What you should do —
How many lines of the records contain the string "young"? Case counts; reply with the number alone.

┄┄┄┄┄┄┄┄┄┄┄┄┄┄┄┄┄┄┄┄

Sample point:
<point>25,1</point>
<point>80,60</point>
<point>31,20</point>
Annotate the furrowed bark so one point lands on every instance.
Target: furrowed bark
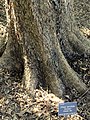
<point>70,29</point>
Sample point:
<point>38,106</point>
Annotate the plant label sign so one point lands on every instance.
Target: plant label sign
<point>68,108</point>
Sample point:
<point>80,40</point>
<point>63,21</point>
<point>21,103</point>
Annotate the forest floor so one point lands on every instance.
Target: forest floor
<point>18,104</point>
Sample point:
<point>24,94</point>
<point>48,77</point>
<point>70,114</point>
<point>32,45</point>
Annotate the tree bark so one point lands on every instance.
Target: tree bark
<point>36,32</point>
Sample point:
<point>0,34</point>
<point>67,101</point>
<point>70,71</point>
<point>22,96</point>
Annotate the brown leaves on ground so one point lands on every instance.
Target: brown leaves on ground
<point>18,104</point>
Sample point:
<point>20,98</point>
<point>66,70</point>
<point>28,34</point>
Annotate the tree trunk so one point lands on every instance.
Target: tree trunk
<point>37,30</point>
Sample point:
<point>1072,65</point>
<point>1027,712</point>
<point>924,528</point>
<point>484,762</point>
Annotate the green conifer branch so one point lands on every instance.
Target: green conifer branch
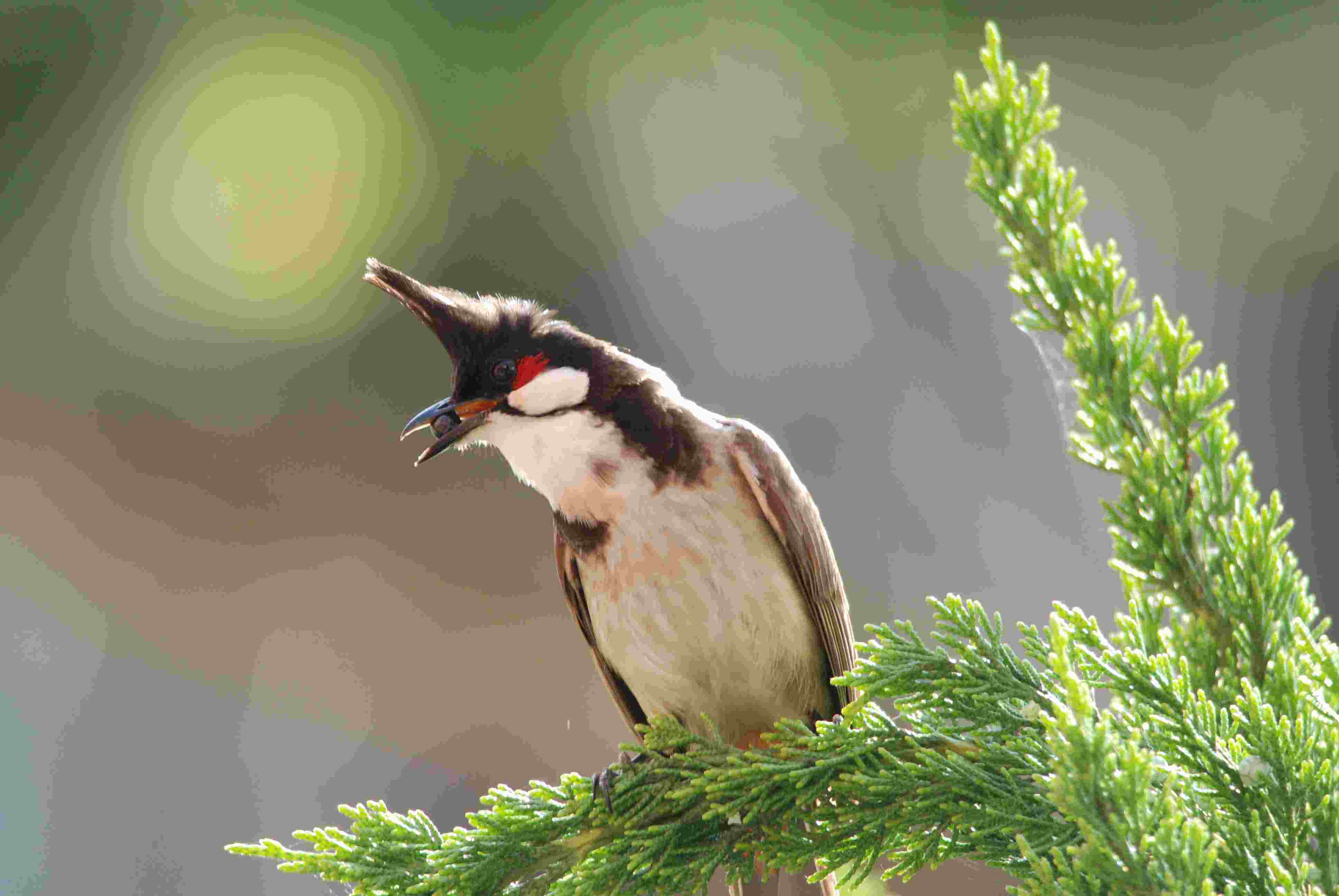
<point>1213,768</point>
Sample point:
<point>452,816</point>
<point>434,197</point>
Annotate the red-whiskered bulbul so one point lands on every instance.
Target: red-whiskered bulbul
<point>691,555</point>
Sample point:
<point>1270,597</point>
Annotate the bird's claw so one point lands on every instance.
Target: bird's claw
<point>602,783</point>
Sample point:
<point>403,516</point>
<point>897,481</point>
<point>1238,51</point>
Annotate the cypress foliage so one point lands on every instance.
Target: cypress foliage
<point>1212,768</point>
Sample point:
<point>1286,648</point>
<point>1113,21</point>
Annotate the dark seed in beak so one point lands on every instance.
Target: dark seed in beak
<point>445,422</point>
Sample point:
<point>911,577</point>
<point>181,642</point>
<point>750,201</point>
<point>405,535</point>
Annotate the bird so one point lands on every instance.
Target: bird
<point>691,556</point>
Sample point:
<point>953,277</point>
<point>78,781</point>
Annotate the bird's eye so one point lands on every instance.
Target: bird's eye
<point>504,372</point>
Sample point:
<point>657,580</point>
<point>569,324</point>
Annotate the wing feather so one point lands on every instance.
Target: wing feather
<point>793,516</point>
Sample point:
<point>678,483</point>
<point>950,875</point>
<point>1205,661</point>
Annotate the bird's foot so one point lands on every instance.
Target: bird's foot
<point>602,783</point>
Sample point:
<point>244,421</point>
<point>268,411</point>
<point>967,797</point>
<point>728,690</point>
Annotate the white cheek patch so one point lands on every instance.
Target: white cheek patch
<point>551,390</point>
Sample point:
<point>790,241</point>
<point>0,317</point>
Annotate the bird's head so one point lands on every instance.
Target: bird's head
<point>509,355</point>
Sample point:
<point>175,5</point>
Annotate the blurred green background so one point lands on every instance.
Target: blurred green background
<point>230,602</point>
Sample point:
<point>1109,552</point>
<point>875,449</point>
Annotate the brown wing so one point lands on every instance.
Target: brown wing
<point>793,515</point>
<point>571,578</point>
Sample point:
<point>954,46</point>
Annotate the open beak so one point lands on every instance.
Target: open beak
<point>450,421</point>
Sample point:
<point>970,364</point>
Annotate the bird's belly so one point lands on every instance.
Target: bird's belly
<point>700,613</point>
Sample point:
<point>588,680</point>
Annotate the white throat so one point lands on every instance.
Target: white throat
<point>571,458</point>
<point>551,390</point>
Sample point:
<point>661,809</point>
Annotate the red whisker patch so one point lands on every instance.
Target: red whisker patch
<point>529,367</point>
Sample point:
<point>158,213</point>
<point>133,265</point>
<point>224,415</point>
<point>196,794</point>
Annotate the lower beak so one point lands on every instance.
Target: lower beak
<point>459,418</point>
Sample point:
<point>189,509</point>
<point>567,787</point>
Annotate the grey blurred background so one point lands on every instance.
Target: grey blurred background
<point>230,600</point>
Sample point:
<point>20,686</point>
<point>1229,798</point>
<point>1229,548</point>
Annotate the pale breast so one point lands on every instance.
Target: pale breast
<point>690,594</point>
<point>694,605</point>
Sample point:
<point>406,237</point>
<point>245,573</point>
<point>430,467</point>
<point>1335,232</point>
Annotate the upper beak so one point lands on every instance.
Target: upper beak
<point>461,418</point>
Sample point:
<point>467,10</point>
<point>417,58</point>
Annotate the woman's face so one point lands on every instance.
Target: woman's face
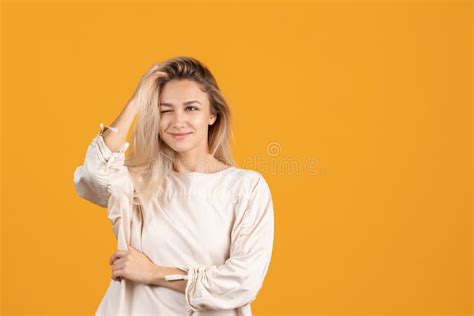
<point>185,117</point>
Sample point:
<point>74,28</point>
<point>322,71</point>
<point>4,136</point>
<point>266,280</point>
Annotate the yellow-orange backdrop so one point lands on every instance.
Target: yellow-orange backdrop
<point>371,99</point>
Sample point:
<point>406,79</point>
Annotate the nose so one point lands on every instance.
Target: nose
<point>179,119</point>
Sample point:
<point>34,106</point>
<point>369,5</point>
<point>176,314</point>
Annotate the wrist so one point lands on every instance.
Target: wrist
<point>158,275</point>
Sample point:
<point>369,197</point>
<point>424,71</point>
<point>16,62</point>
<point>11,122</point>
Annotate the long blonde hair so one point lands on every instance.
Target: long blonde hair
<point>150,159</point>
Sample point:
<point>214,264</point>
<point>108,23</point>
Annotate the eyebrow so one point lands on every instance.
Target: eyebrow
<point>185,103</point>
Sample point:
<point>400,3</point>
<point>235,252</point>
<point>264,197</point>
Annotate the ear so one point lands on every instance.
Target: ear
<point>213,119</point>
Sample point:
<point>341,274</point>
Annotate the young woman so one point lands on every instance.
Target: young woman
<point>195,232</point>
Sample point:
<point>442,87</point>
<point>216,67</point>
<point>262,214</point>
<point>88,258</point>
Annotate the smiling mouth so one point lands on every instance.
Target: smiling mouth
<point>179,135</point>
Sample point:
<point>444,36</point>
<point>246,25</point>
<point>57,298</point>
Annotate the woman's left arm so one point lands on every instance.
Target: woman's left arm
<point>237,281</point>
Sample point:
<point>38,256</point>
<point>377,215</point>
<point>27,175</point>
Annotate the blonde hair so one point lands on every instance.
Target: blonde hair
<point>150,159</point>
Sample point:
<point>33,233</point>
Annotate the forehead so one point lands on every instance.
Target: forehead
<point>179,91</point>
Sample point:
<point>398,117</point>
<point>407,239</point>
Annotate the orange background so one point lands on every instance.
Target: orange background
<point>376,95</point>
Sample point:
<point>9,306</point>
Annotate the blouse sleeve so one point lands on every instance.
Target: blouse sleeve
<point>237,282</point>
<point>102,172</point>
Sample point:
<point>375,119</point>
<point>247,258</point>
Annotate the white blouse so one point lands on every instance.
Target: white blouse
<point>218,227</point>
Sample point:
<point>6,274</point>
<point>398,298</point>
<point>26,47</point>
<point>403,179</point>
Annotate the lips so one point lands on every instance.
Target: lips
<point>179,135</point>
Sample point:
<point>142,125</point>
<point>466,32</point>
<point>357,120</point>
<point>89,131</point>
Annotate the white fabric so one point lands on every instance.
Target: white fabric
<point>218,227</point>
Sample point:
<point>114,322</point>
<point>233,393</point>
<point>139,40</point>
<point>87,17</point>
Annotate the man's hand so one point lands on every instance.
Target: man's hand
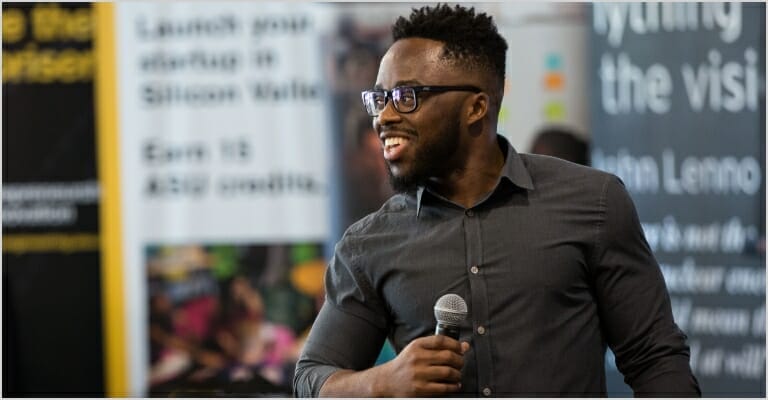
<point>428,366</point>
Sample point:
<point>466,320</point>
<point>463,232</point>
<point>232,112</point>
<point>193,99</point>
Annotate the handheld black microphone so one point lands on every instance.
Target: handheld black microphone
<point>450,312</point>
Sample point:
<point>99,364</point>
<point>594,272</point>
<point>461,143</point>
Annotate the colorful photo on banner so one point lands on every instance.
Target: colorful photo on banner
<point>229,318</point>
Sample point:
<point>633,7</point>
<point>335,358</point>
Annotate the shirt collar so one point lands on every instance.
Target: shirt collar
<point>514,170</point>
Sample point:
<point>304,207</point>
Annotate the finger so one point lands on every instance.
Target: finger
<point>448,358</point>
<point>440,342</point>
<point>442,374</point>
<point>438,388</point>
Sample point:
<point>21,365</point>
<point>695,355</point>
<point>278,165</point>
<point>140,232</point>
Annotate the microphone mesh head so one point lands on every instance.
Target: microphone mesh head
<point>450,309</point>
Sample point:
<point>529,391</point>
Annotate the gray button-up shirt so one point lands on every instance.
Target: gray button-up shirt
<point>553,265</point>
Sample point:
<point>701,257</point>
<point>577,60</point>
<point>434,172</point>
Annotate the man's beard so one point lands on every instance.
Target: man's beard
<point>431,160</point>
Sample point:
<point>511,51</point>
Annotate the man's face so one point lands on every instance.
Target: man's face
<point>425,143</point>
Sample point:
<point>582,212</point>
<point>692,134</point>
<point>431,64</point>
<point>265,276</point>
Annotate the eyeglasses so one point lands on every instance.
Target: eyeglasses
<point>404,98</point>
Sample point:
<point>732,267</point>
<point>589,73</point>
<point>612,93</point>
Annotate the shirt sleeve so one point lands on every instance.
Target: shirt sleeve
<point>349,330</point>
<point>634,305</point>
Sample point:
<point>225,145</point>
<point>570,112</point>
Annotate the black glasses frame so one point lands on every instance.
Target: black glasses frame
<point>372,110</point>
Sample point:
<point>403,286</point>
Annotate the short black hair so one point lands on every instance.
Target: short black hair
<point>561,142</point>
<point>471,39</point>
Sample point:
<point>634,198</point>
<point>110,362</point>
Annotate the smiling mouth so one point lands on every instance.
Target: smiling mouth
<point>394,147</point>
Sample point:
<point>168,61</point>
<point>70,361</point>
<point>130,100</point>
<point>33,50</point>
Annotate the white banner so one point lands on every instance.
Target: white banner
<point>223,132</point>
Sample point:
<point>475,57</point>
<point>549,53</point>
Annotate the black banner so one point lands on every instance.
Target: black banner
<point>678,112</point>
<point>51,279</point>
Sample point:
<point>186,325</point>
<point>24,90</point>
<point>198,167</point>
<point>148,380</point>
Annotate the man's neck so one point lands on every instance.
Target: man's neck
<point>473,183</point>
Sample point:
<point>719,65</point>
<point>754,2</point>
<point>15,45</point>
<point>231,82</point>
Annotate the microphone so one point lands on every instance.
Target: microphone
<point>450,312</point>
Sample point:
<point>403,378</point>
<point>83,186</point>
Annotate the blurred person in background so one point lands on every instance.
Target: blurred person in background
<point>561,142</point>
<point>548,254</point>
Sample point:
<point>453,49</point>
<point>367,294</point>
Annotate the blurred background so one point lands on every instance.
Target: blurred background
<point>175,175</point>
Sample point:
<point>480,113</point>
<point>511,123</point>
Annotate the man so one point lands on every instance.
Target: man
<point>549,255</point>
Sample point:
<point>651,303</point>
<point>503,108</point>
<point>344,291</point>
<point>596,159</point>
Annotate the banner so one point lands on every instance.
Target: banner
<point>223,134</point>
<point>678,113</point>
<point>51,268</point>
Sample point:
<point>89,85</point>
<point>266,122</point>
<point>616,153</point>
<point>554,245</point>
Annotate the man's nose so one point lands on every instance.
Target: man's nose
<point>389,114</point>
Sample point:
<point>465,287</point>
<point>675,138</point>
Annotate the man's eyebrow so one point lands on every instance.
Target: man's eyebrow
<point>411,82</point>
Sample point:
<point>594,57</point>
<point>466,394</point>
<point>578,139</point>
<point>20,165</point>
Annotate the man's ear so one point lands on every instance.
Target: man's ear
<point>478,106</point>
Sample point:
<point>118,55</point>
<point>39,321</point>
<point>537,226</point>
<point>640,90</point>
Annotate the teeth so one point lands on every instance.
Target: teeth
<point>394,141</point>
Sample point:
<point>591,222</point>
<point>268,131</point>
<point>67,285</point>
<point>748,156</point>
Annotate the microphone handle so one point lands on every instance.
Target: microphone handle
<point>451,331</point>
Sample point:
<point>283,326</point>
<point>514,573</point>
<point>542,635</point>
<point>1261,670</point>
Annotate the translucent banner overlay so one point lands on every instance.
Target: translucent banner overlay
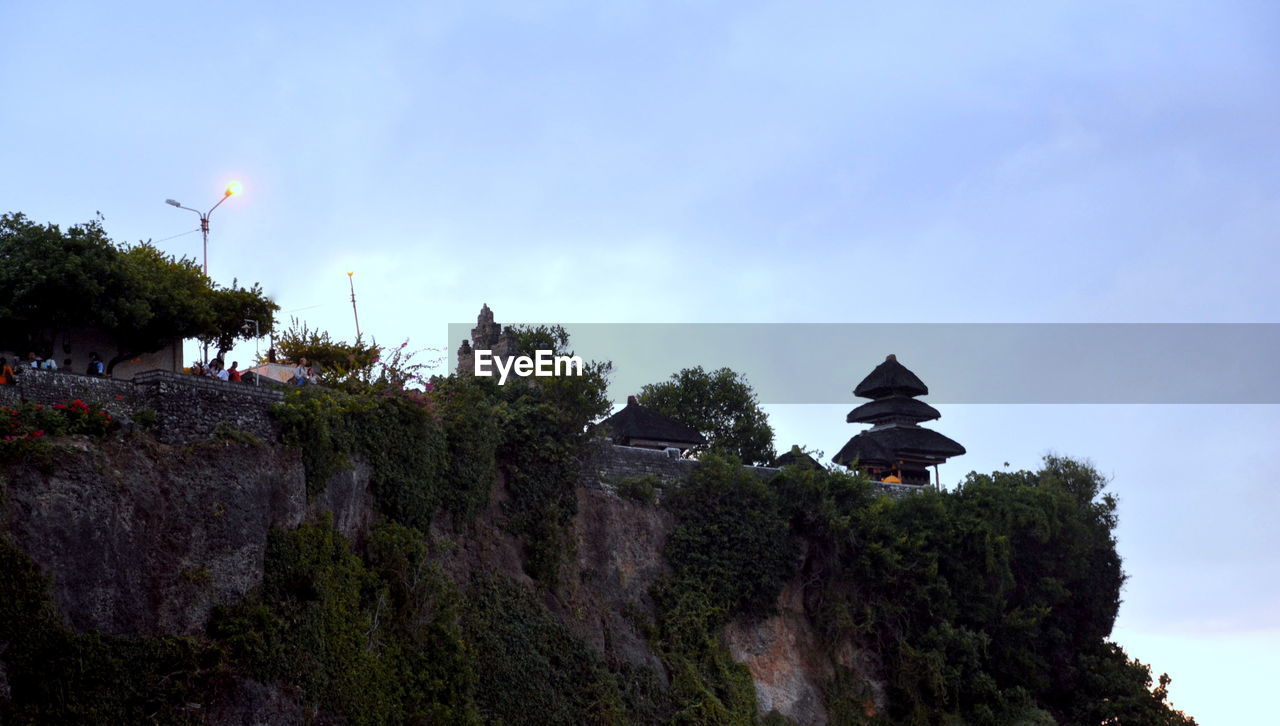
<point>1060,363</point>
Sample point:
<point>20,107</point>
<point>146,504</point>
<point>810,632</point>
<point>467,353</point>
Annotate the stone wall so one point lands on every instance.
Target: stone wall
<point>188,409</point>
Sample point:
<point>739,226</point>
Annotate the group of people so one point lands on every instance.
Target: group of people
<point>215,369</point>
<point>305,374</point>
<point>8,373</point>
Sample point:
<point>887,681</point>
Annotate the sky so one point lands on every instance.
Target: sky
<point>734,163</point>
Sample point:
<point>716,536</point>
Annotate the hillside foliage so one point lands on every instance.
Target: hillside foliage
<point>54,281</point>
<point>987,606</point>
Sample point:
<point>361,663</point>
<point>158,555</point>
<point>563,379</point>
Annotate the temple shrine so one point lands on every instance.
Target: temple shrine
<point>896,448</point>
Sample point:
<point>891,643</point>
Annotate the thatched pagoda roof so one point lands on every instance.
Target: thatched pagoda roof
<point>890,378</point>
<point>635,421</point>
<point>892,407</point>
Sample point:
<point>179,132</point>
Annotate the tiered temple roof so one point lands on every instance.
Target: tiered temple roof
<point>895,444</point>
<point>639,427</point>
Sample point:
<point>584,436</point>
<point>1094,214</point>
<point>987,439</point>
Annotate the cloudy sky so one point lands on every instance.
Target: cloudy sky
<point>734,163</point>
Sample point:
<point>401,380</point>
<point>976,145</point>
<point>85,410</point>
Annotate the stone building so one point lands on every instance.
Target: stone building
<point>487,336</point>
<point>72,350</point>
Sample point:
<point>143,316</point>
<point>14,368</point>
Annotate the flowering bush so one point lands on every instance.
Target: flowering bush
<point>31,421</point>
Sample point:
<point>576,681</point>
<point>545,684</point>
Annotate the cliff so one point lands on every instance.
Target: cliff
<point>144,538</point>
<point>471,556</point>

┄┄┄┄┄┄┄┄┄┄┄┄┄┄┄┄┄┄┄┄

In response —
2